• Отрывок:
▼

На одном из писем А. Н. Вульф к Анне Керн Пушкин приписал сбоку из Байрона: "Видение пронеслось мимо нас, мы видели его и никогда опять не увидим..."
"Шли годы. Бурь порыв мятежный рассеял прежние мечты..." Вернувшись из ссылки, Пушкин встречался с Анной Керн в доме родителей и у А. А. Дельвига.
Он даже сблизился с ней, но это был уже слабый отзвук былого увлечения. Пути их разошлись...
В 1841 году муж Керн скончался. Через полтора года, когда ей было уже сорок два года, она вышла замуж за своего троюродного брата А. П. Маркова-Виноградского, который только что окончил тогда кадетский корпус и был на двадцать лет моложе ее.
Несмотря на такую большую разницу в годах, это был счастливый брак. Выйдя замуж, Анна Петровна лишилась пенсии, а муж занимал должности небольшие.
Анна Петровна старела и жила уже воспоминаниями прошлого. Вспоминала, как девочкой играла с детьми Екатерины Федоровны Муравьевой, Никитою и Александром, будущими декабристами. Вспоминались семья Раевских, И. А. Крылов, Н. М. Карамзин, А. Н. Плещеев, Н. И. Гнедич. Позднее у нее бывали И. С. Тургенев, Ф. И. Тютчев, П. В. Анненков... Но первое место в этих воспоминаниях всегда занимал Пушкин.

▲

• Задание: Выпишите из отрывка об Анне Керн и Пушкине дословно всё, что стоит от слов "На одном из" до слов "А. А. Дельвига.".

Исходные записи
▼

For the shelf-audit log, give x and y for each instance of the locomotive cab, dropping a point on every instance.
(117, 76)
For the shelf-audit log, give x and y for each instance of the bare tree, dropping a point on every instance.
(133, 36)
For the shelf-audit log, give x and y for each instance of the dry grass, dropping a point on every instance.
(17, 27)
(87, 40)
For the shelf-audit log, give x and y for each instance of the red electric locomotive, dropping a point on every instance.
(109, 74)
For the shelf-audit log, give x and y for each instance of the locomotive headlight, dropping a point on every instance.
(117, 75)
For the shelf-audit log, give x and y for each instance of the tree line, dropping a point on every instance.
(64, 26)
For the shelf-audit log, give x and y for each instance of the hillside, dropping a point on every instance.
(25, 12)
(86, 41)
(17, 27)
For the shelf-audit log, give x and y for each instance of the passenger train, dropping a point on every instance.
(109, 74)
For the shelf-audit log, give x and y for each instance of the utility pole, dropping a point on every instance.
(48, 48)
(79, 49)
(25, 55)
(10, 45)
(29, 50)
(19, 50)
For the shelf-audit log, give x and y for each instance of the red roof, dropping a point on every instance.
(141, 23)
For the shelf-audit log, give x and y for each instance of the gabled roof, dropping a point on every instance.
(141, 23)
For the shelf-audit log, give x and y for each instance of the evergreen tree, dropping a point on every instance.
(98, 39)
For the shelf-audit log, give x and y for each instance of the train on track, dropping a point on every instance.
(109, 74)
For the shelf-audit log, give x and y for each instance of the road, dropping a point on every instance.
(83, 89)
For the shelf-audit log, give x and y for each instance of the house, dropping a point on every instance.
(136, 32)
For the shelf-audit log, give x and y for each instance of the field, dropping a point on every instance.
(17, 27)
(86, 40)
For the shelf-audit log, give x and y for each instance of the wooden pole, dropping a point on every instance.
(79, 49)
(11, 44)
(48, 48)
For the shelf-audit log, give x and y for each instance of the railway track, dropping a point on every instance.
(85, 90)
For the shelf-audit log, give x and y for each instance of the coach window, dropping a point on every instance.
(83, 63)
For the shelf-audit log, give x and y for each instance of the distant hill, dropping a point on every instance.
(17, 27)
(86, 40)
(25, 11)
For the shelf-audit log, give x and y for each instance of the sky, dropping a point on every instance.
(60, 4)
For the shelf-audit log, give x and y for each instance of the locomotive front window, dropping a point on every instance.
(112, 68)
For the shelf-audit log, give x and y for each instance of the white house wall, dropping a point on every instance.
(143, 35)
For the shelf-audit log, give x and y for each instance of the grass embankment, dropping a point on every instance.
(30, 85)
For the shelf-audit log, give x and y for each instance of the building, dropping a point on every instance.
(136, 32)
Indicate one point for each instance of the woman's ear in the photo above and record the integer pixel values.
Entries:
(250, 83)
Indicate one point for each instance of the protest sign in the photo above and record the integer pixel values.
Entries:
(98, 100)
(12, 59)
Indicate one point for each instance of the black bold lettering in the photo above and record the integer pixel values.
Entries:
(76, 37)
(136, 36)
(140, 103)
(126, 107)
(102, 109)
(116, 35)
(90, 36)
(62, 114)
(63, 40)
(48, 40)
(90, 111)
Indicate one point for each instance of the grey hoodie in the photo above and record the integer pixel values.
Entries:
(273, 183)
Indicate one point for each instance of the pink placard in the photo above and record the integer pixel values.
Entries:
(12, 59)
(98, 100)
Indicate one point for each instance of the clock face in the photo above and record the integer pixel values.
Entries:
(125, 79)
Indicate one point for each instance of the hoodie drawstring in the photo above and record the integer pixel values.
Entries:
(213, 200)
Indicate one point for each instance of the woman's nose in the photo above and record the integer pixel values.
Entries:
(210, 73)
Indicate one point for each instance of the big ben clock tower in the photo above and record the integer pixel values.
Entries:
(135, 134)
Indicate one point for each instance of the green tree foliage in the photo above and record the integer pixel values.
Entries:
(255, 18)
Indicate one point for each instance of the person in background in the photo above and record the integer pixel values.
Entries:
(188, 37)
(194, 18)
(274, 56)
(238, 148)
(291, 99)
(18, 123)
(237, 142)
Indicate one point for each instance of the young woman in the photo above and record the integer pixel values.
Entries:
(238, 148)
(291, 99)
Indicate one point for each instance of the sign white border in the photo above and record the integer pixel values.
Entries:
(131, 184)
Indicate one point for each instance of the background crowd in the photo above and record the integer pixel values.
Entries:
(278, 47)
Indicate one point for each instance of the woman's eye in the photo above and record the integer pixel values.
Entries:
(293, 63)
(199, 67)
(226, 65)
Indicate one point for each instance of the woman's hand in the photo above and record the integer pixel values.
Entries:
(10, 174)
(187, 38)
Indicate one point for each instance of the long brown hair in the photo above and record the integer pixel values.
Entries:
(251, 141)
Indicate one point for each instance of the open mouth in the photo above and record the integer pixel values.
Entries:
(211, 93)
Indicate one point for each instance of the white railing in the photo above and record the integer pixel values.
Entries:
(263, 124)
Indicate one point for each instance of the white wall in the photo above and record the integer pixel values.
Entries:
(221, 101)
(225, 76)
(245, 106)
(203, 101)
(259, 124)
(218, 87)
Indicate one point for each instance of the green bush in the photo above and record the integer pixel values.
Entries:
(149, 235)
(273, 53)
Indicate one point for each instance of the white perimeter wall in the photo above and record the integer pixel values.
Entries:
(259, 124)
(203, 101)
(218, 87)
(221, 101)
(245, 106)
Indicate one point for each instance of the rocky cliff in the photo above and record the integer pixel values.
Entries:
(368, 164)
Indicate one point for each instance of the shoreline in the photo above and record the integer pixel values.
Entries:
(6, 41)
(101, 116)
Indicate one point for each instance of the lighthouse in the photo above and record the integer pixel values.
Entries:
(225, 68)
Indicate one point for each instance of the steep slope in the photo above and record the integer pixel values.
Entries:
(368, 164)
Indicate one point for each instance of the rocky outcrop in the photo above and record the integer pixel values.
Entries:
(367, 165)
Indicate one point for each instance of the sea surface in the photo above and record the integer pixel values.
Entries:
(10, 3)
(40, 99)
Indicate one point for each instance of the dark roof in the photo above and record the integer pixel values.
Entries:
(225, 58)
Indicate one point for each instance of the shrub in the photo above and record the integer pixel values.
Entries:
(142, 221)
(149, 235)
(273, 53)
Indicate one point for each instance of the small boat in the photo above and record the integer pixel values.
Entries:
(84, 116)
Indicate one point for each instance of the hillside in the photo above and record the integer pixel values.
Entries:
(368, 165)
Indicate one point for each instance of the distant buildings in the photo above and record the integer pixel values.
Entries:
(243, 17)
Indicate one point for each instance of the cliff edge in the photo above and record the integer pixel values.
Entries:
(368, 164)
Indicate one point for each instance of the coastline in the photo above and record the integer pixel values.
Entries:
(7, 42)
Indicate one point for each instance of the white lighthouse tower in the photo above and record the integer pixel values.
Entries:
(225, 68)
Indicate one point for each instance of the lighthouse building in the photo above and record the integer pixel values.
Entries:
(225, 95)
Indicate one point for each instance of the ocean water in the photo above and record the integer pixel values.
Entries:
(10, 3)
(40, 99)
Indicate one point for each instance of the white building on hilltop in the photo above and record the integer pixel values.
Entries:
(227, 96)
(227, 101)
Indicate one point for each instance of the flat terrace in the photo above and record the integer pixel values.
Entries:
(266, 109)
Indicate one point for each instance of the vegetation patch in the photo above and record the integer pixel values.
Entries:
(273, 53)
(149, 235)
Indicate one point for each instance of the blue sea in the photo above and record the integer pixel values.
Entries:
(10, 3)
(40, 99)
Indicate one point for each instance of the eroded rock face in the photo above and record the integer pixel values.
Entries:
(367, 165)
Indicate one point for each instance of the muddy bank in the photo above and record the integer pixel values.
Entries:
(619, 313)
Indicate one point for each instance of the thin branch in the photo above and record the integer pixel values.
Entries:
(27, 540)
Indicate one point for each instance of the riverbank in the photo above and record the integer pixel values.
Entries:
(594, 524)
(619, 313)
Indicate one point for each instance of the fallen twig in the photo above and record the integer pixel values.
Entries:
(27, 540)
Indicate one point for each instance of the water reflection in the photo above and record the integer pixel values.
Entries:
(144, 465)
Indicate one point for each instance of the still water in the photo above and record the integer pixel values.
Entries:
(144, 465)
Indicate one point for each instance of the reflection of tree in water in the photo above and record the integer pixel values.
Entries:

▲

• Результат:
На одном из писем А. Н. Вульф к Анне Керн Пушкин приписал сбоку из Байрона: "Видение пронеслось мимо нас, мы видели его и никогда опять не увидим..."
"Шли годы. Бурь порыв мятежный рассеял прежние мечты..." Вернувшись из ссылки, Пушкин встречался с Анной Керн в доме родителей и у А. А. Дельвига.